--- START Data to use ---
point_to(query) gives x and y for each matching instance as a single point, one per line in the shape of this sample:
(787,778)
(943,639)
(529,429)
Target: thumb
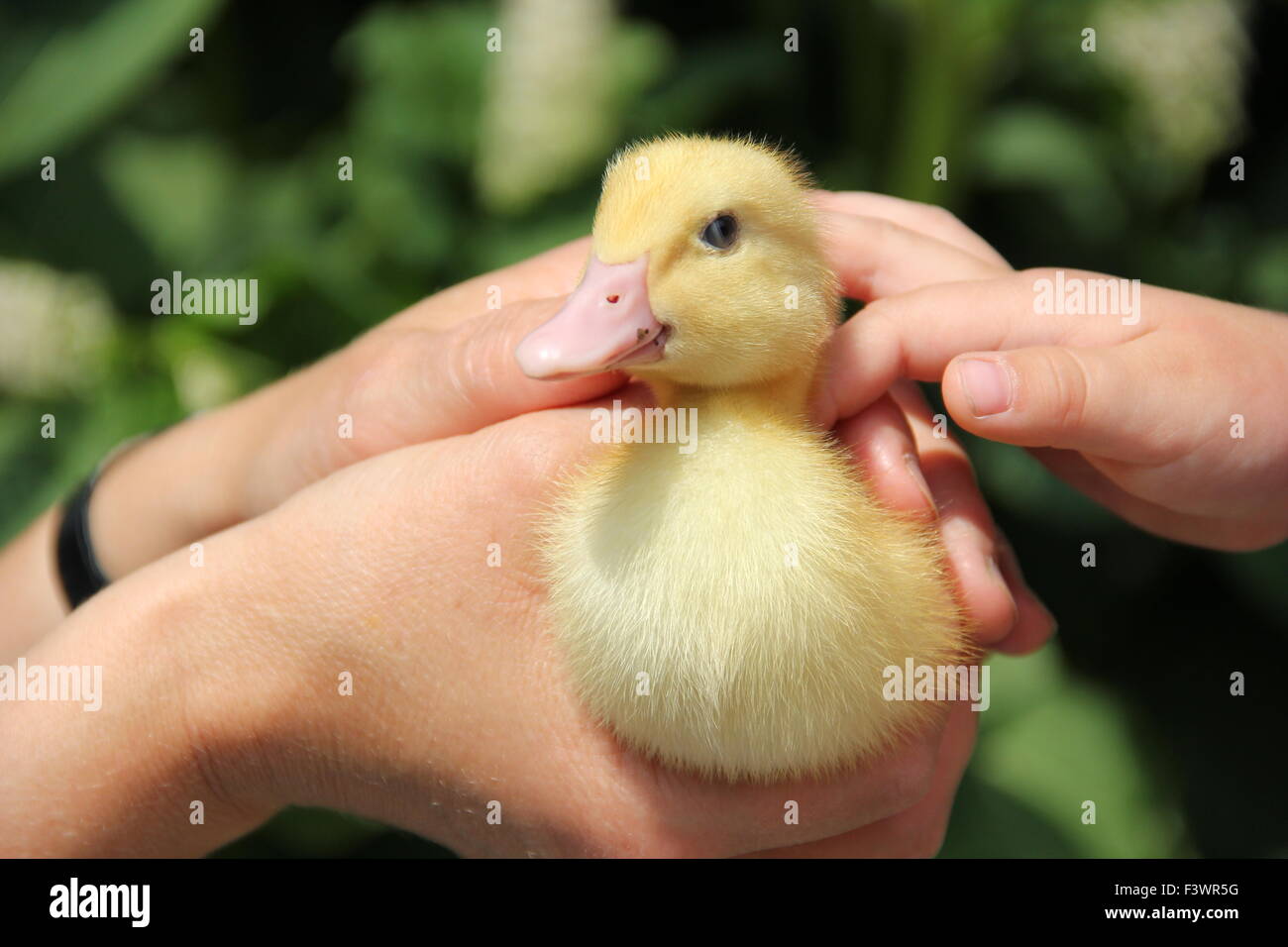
(1052,395)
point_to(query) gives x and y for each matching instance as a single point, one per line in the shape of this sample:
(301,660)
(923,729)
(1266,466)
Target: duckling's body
(732,609)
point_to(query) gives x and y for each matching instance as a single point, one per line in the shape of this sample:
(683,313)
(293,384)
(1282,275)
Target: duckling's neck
(785,398)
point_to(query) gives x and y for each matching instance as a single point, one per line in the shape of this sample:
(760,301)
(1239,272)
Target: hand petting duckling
(739,608)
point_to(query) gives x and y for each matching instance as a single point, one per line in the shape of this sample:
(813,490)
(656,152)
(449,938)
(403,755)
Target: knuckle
(941,217)
(909,781)
(1069,388)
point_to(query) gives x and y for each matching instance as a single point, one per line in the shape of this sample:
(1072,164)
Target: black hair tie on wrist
(77,566)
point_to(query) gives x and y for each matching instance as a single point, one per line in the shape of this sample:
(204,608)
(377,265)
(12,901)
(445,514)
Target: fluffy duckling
(730,609)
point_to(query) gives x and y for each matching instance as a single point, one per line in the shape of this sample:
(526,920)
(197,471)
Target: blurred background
(223,162)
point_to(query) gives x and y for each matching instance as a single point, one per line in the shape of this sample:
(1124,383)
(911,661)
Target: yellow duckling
(728,608)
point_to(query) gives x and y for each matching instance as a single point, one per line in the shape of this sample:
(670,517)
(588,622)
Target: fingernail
(987,385)
(919,479)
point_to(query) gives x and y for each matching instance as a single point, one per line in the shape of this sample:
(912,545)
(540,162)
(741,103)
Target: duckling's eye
(721,232)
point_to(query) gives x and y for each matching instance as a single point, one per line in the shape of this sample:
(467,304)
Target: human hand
(1141,410)
(381,571)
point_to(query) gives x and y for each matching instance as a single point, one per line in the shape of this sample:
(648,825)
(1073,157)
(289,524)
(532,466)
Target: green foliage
(224,163)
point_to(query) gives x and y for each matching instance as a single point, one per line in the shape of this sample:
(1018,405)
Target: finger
(552,273)
(960,491)
(876,258)
(1087,399)
(883,447)
(1034,625)
(917,334)
(918,830)
(416,385)
(925,218)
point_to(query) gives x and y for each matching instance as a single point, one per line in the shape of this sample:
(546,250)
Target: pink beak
(604,325)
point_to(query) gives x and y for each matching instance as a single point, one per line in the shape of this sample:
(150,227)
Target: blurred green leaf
--- END Data to use ---
[What is asked]: How many lines in the records above contain the word "green"? Reply with the number alone.

[The answer]: 2